▸ **Provided records**
= = = = = = =
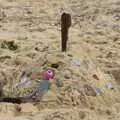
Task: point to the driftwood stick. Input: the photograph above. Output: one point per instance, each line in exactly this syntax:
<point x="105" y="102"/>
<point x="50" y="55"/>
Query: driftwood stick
<point x="65" y="25"/>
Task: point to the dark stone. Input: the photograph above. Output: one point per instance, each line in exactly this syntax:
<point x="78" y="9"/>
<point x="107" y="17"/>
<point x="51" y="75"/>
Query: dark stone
<point x="65" y="24"/>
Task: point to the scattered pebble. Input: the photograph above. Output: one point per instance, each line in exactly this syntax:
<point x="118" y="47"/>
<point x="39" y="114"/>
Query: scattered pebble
<point x="54" y="65"/>
<point x="77" y="62"/>
<point x="98" y="90"/>
<point x="110" y="86"/>
<point x="67" y="74"/>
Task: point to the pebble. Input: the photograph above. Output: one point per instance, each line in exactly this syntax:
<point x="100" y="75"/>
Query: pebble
<point x="110" y="86"/>
<point x="67" y="74"/>
<point x="77" y="62"/>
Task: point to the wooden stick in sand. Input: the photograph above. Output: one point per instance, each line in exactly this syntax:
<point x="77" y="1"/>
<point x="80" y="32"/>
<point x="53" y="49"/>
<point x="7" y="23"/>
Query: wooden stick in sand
<point x="65" y="25"/>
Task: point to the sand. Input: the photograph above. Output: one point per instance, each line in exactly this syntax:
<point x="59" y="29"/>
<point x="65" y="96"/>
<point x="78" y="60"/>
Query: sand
<point x="94" y="40"/>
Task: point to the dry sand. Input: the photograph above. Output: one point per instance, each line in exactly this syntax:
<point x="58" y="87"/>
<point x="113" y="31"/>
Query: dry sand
<point x="94" y="39"/>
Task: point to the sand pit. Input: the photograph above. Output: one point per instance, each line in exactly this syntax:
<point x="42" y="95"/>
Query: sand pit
<point x="88" y="71"/>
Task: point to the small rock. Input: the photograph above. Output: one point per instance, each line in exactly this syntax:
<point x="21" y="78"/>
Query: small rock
<point x="95" y="76"/>
<point x="110" y="86"/>
<point x="77" y="62"/>
<point x="54" y="65"/>
<point x="89" y="91"/>
<point x="98" y="90"/>
<point x="67" y="74"/>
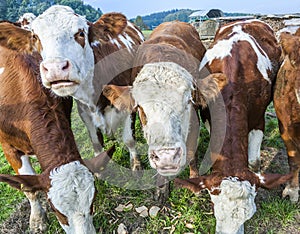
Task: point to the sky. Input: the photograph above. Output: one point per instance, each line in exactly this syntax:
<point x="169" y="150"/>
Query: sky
<point x="132" y="8"/>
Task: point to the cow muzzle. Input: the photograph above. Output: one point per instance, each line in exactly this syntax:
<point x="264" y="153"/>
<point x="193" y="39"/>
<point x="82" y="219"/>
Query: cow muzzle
<point x="167" y="161"/>
<point x="55" y="75"/>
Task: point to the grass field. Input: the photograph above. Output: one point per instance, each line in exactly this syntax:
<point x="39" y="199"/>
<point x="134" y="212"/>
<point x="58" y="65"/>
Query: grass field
<point x="183" y="212"/>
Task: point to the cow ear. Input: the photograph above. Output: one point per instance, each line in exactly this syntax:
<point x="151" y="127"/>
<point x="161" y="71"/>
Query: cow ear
<point x="209" y="88"/>
<point x="25" y="183"/>
<point x="120" y="97"/>
<point x="108" y="26"/>
<point x="16" y="38"/>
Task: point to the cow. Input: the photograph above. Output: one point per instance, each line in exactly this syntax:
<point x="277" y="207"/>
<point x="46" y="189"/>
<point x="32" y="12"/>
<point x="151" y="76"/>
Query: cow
<point x="26" y="19"/>
<point x="248" y="54"/>
<point x="35" y="122"/>
<point x="287" y="106"/>
<point x="78" y="58"/>
<point x="167" y="92"/>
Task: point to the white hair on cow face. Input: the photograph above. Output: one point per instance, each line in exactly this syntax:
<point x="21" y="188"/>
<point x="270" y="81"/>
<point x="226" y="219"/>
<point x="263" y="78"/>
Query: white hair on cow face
<point x="58" y="29"/>
<point x="164" y="90"/>
<point x="72" y="192"/>
<point x="234" y="205"/>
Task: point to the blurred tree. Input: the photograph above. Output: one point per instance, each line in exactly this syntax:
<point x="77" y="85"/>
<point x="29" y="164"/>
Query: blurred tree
<point x="140" y="23"/>
<point x="12" y="9"/>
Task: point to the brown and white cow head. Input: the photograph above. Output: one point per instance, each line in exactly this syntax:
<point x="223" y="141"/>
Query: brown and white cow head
<point x="26" y="19"/>
<point x="67" y="45"/>
<point x="68" y="58"/>
<point x="69" y="188"/>
<point x="162" y="93"/>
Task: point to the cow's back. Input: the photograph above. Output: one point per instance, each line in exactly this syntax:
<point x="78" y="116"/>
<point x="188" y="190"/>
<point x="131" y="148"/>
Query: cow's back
<point x="250" y="60"/>
<point x="174" y="41"/>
= = = = = = =
▸ **Exercise instructions**
Rewrite all of the entries above, changing every "photograph" to "image" and keeping everything else the same. Leave the pictures out.

▸ **The solution**
Task: point to the driftwood stick. Input: the image above. Output: one point per instance, each line in exactly this syntax:
<point x="105" y="102"/>
<point x="50" y="55"/>
Query: driftwood stick
<point x="65" y="25"/>
Task: point to the dark stone. Input: the image above. Output: one point per instance, each line in exactly this syntax:
<point x="78" y="9"/>
<point x="107" y="17"/>
<point x="51" y="75"/>
Query: dark stone
<point x="65" y="24"/>
Task: point to the scattered pebble. Input: the image above. Output: one point per instance, each line in exactly this syntax:
<point x="118" y="47"/>
<point x="39" y="114"/>
Query: scattered pebble
<point x="54" y="65"/>
<point x="77" y="62"/>
<point x="98" y="90"/>
<point x="110" y="86"/>
<point x="67" y="74"/>
Task: point to the pebble. Input: the image above. Output: one point per instance, each line in exactly this syntax:
<point x="100" y="75"/>
Query: pebble
<point x="110" y="86"/>
<point x="67" y="74"/>
<point x="77" y="62"/>
Task: point to the wooden stick in sand. Input: the image above. Output: one point per instance, each line in exactly this syntax:
<point x="77" y="1"/>
<point x="80" y="32"/>
<point x="53" y="49"/>
<point x="7" y="23"/>
Query: wooden stick in sand
<point x="65" y="25"/>
Task: point to the sand. Input: the image above. Output: one point per instance, each line in exactly this syntax:
<point x="59" y="29"/>
<point x="65" y="96"/>
<point x="78" y="60"/>
Query: sand
<point x="94" y="40"/>
Task: point to the dry sand. Input: the image above. Output: one point per instance, each line in exactly this syntax:
<point x="58" y="87"/>
<point x="113" y="31"/>
Query: dry sand
<point x="94" y="39"/>
Task: point to the sand pit. Input: the image above. Output: one point per instance, each line in exactly this syntax:
<point x="42" y="95"/>
Query: sand pit
<point x="88" y="71"/>
Task: point to the small rock. Input: the image above. Output: one point per instance, each line in exactly this syntax:
<point x="21" y="78"/>
Query: small rock
<point x="95" y="76"/>
<point x="110" y="86"/>
<point x="77" y="62"/>
<point x="54" y="65"/>
<point x="89" y="91"/>
<point x="98" y="90"/>
<point x="67" y="74"/>
Task: point to the sky. Input: the image above. Output: one point per instance, each line in exactly this syntax:
<point x="169" y="150"/>
Query: sky
<point x="132" y="8"/>
Task: point to the cow muzzle. Input: the image above. Output: one point per instance, each line in exactly this syntax:
<point x="264" y="153"/>
<point x="193" y="39"/>
<point x="82" y="219"/>
Query: cow muzzle
<point x="167" y="161"/>
<point x="55" y="75"/>
Task: point to the grass field. Input: the image above. Output: one point per instance, each line in exactly this syntax:
<point x="39" y="199"/>
<point x="134" y="212"/>
<point x="58" y="65"/>
Query: grass field
<point x="183" y="212"/>
Task: point to the cow ear. Input: the image above. Output: one point per instance, each line in exactly this syntax:
<point x="151" y="127"/>
<point x="161" y="71"/>
Query: cow ear
<point x="209" y="88"/>
<point x="25" y="183"/>
<point x="120" y="97"/>
<point x="108" y="26"/>
<point x="16" y="38"/>
Task: point to the cow. Input: the image above. Output: one point per instance, each line in exactly this syntax:
<point x="277" y="207"/>
<point x="46" y="189"/>
<point x="32" y="12"/>
<point x="151" y="76"/>
Query: cow
<point x="26" y="19"/>
<point x="248" y="54"/>
<point x="35" y="122"/>
<point x="287" y="106"/>
<point x="78" y="58"/>
<point x="167" y="92"/>
Task: point to the white hair on cow face. Input: the image above. Output: one point per instance, each line in exactly this syntax:
<point x="21" y="188"/>
<point x="270" y="81"/>
<point x="226" y="219"/>
<point x="263" y="78"/>
Query: white hair on cow face
<point x="58" y="29"/>
<point x="164" y="90"/>
<point x="72" y="192"/>
<point x="234" y="205"/>
Task: point to the blurred tree. Input: the image above. Output: one point per instance, each line in exactly this syntax:
<point x="77" y="85"/>
<point x="29" y="164"/>
Query: blurred tree
<point x="140" y="23"/>
<point x="12" y="9"/>
Task: point to the brown and white cow head. Input: the image above. Output: one point per instance, each line in exactly this syntax:
<point x="223" y="141"/>
Query: brown and white cow head
<point x="26" y="19"/>
<point x="67" y="45"/>
<point x="68" y="58"/>
<point x="69" y="188"/>
<point x="162" y="93"/>
Task: point to the cow's back. Input: the image above. Output: one point per instance, each line in exactly this syntax:
<point x="78" y="116"/>
<point x="188" y="190"/>
<point x="131" y="148"/>
Query: cow's back
<point x="250" y="60"/>
<point x="174" y="41"/>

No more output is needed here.